Document text

^^^^^^^^^^^^^^^^

First day of painting from life today under Mary Beth McKenzie. I have never painted a live figure before but gosh how I’ve missed painting! All the colors! I started with yellows, blues and reds, but muted them in tones to get a more realistic feel. Even then, you can tell that I’m not a big fan of traditional colors. Hopefully after 4 weeks of this I will have figured out something more concrete about what I like and don’t like in figure painting! Students at the League normally have 3 weeks to finish a painting, after which a new pose is introduced. I’m coming in on week2 for this pose. How nice it must be to work on a huge canvas! It requires a different mindset. Composition-wise, it’s a great exercise. I want to take my works home, though, so I’m painting small (18×24 inches — which is still a good size).
Seated Male and Female Acrylic on canvas
18×24 inches
Work in progress
Day2 update on this painting. Most details done, but I’m still on the fence about what to do with the background. Tomorrow our teacher comes in for a critique. Hope she has helpful insights. I see people in class use mirrors to check for errors (easier to spot in mirror-image)…maybe I’ll do that too tomorrow! 🙂 #painting #acrylic #live #figure #art #artstudentsleagueofnewyork
The many transformations of the background:
We are alone.
Acrylic on canvas
18×24 inches
July 11, 2014
What is intimacy? Why do we sometimes feel more alone when we’re with someone?
—–
Thought I’d have this afternoon to work on the final details of this but our female model didn’t show up today. Will have to pick it up at some point and finish it from memory or imagination, but for now it is done.
Quick painting today, under 2 hours. Tried to capture the model’s mood but I think I showed more of mine. :p Trying to paint in the same loose way I did those large scale drawings. But I like the rawness of this. #painting #acrylic #figure #live #female
“Models are posing.”
Acrylic on Canvas
18×24 inches
July 16, 2014
We paint from life at the League. There are two models posing together but my seat has the better view for a single figure. Betty will hold this pose from 1pm to 430pm everyday, with 5 minute breaks every 20 mins, for three weeks.

^^^^^^^^^^^^^^^^

Entries provided
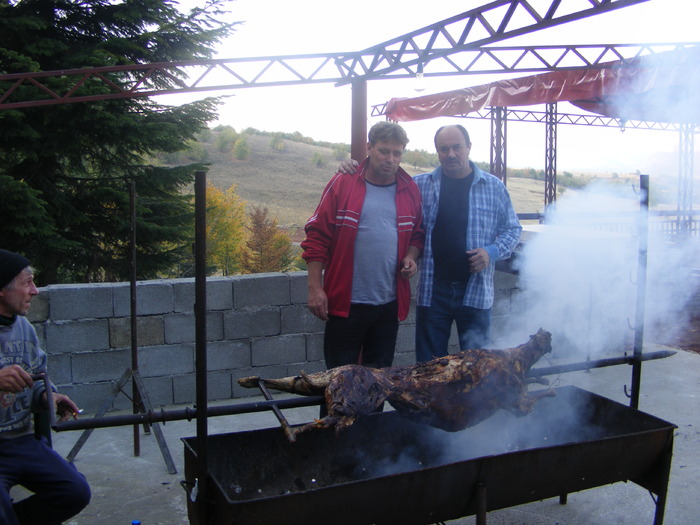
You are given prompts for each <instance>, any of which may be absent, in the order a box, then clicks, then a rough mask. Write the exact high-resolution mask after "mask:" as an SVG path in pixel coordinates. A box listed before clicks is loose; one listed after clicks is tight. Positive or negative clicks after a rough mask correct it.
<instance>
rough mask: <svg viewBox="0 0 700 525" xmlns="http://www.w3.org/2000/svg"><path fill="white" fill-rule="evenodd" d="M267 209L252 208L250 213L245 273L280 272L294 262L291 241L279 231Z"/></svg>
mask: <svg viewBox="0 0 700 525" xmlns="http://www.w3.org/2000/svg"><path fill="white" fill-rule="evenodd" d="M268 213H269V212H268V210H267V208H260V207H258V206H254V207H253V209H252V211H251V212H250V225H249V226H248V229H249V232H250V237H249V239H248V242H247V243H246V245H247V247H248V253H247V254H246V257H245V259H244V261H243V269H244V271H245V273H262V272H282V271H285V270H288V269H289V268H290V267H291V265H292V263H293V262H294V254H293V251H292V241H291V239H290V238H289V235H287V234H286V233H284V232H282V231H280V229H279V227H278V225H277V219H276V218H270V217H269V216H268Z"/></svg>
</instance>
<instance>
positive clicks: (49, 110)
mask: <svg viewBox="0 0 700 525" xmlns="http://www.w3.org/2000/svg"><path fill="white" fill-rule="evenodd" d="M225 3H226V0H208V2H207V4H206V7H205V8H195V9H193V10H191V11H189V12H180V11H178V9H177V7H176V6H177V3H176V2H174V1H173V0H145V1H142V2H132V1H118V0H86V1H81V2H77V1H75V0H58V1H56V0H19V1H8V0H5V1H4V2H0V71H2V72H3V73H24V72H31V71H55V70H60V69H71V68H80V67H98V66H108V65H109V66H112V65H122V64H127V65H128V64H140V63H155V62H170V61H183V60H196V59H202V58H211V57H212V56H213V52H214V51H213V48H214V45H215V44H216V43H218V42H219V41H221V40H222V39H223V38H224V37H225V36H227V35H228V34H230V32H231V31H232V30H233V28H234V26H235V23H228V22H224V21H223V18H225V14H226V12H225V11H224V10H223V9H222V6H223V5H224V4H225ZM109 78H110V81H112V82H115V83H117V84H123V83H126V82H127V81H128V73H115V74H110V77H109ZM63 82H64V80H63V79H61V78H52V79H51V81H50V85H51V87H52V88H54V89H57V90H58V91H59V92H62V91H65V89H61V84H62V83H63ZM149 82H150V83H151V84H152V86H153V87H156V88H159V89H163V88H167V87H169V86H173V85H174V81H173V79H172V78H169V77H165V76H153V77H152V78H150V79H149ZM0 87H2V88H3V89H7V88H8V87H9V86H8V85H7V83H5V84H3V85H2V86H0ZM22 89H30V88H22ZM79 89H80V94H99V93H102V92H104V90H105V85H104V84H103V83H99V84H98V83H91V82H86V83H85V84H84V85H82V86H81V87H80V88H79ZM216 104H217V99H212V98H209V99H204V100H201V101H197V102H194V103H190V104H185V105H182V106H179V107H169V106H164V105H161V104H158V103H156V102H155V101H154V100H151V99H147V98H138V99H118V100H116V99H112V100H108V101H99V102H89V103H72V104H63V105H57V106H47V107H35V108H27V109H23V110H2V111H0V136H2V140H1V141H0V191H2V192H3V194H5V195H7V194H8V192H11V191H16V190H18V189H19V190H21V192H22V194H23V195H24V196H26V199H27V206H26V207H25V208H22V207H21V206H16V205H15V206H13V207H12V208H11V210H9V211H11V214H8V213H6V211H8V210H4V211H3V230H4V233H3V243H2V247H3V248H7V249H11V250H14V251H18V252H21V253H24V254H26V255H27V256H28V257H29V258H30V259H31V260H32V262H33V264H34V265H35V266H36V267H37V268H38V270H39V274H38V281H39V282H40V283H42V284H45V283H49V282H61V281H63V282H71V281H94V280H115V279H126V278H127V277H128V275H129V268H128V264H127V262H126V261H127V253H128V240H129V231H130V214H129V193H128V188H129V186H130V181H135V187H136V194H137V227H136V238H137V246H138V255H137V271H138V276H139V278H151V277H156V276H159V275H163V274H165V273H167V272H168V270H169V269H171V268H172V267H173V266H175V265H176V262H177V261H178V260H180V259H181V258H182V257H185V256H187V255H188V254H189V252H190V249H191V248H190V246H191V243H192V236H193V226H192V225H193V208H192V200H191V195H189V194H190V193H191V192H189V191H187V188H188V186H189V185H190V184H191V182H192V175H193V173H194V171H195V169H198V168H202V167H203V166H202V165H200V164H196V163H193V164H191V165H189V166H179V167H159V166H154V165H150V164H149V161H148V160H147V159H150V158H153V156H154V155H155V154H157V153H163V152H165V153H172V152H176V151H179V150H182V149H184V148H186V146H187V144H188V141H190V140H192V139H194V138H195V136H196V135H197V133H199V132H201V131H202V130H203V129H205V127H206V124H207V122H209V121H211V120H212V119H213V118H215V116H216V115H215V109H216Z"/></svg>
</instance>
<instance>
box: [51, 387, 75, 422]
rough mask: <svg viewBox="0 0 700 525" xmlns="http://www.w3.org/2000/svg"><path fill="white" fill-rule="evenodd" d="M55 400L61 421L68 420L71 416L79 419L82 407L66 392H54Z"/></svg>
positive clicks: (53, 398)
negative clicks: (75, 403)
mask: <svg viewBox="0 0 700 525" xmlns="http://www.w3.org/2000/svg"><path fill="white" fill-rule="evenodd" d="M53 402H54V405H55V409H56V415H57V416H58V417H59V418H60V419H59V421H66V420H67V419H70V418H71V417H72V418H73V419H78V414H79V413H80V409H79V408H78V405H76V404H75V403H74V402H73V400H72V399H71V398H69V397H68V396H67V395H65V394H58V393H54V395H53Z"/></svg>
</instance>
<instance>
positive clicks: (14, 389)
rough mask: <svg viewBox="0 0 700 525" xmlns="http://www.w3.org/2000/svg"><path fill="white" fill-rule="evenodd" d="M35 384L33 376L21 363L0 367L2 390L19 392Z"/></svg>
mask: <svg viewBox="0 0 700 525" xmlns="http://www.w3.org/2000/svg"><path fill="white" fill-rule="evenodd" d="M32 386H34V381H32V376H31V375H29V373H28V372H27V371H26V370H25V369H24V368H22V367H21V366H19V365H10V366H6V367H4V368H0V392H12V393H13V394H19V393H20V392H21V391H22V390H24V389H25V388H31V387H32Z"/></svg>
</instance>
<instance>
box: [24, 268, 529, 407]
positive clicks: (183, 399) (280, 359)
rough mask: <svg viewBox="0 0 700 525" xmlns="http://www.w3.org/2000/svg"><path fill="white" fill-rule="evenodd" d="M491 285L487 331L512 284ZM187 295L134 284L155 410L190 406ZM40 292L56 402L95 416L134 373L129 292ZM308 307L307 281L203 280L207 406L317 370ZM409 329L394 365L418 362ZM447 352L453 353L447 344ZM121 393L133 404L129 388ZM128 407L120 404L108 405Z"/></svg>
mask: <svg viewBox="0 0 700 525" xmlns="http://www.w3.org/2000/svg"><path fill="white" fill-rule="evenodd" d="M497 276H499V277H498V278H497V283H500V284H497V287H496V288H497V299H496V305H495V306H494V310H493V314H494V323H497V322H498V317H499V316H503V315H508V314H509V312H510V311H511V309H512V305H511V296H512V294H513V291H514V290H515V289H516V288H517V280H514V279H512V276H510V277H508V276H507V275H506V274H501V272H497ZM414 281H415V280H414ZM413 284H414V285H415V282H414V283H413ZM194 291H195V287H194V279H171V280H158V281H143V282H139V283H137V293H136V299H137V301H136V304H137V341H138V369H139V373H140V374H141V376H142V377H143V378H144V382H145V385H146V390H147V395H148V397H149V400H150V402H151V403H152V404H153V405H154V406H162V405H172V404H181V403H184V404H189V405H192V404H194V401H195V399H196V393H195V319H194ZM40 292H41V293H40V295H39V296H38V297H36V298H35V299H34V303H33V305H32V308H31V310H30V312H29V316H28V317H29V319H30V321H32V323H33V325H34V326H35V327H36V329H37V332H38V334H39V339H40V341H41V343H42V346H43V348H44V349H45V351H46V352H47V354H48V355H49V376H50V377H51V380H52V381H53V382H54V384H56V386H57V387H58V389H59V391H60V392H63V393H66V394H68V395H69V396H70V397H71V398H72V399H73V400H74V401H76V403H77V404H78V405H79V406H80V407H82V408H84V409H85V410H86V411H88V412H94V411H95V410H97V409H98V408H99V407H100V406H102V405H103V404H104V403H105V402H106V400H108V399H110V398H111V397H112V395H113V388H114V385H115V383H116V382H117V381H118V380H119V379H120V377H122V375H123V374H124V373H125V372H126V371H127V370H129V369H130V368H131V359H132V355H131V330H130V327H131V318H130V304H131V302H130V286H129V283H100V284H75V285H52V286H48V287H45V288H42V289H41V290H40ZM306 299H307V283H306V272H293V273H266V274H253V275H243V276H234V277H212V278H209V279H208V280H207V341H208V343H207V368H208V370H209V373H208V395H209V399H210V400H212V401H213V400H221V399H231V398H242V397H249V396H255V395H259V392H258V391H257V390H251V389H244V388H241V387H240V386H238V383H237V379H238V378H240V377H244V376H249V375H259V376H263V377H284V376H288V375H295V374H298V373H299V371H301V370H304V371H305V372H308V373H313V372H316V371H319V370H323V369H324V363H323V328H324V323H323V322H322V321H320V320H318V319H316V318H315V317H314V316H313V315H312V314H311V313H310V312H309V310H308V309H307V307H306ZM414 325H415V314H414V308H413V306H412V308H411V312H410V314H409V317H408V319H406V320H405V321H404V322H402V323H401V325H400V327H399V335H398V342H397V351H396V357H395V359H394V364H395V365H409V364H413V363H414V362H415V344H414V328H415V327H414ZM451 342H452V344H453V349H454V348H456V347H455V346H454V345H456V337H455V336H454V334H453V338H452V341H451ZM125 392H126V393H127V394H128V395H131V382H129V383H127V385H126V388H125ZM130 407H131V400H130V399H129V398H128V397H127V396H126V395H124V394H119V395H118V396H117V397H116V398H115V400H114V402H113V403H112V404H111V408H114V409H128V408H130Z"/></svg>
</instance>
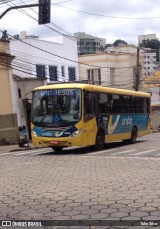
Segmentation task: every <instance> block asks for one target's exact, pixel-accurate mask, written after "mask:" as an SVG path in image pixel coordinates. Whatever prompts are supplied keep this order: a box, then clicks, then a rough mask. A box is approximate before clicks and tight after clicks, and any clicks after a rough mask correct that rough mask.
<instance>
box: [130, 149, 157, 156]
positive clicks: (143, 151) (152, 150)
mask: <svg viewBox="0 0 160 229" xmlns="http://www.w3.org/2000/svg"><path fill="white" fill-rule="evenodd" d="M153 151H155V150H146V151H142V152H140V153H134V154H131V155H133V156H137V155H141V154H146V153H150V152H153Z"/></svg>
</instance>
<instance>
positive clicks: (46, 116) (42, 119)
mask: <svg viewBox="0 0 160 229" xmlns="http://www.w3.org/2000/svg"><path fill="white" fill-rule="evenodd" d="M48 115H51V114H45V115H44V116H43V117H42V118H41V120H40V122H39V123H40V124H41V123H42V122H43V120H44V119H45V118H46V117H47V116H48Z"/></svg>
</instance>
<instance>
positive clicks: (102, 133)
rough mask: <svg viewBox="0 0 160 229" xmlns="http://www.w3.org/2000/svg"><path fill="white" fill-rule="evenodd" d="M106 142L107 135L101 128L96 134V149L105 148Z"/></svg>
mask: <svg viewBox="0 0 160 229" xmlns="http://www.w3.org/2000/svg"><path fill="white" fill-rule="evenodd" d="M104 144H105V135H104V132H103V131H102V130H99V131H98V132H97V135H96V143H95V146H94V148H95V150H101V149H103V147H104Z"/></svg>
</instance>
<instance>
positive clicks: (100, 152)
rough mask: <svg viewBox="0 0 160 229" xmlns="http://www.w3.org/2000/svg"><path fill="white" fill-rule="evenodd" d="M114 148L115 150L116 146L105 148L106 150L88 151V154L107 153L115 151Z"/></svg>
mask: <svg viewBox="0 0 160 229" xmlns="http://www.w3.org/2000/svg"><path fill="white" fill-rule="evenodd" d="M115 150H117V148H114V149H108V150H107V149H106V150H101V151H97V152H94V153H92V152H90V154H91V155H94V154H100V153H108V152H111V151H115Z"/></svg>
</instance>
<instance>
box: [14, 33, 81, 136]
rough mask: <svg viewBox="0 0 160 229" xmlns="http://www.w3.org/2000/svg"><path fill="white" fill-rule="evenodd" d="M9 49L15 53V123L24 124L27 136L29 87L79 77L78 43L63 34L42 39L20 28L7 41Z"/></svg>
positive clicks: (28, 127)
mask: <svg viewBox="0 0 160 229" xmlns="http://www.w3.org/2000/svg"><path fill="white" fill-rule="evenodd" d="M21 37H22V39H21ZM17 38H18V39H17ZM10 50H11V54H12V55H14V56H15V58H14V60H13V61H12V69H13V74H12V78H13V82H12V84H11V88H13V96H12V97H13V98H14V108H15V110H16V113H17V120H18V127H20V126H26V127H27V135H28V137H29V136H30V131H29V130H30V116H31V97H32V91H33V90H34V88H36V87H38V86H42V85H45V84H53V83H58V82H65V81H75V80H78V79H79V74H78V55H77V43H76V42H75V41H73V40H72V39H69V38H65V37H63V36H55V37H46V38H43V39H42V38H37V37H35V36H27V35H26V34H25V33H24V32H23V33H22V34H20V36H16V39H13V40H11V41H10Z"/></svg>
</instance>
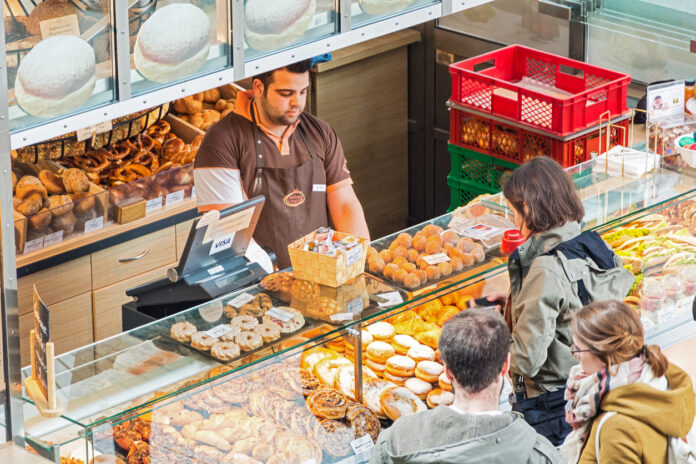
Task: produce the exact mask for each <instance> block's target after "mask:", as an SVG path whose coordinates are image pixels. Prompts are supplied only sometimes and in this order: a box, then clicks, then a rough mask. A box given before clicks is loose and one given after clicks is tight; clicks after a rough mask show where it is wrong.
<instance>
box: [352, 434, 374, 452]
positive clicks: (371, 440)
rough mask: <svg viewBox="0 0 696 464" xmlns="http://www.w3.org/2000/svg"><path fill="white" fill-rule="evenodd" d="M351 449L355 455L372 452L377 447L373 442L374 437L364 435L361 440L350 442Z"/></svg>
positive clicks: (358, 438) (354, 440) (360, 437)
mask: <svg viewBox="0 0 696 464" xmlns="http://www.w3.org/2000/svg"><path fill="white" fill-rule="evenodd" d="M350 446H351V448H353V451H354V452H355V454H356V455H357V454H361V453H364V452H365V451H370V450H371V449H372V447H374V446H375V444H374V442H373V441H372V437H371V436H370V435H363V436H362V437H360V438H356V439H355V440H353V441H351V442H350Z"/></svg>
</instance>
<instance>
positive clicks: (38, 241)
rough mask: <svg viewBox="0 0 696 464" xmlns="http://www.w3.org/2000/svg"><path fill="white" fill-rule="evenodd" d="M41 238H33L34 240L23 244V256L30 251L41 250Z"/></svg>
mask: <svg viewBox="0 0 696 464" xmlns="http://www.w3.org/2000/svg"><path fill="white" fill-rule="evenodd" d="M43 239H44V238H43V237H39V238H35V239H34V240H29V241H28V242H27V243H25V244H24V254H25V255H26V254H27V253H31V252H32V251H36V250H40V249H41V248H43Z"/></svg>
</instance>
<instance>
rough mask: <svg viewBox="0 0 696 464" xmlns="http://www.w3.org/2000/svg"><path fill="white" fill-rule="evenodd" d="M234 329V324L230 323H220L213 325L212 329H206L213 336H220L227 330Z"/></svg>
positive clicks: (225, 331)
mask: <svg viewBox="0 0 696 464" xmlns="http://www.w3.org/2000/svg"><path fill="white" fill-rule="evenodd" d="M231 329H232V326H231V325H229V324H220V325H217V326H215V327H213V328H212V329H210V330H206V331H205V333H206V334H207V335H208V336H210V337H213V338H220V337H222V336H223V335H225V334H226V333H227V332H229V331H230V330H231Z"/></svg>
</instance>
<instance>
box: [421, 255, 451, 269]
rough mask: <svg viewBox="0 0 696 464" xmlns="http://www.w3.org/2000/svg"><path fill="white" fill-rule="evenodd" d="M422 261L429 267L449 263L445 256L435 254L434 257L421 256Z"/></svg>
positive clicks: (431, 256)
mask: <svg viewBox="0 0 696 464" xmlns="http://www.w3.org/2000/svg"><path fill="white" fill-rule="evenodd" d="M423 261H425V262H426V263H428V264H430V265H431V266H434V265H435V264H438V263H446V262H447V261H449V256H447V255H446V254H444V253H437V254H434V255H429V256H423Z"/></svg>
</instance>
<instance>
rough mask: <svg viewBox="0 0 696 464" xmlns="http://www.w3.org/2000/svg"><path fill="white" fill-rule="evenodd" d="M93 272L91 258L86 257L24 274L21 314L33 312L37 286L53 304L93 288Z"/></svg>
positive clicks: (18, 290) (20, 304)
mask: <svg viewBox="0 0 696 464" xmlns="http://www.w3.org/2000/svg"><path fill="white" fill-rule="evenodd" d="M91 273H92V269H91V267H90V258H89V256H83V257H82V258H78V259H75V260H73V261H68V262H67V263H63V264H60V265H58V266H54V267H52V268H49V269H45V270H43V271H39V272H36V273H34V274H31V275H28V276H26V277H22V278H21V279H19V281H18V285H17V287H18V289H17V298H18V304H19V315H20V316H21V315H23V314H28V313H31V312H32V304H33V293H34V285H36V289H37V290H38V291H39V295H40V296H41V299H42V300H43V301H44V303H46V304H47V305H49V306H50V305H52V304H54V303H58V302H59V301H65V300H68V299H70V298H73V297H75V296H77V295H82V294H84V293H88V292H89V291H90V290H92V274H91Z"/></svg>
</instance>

^^^^^^^^^^^^^^^^

The task
In the text about painting from life, during what hours does Betty hold her pose each day?

Result of the task
From 1pm to 430pm, with 5-minute breaks every 20 minutes.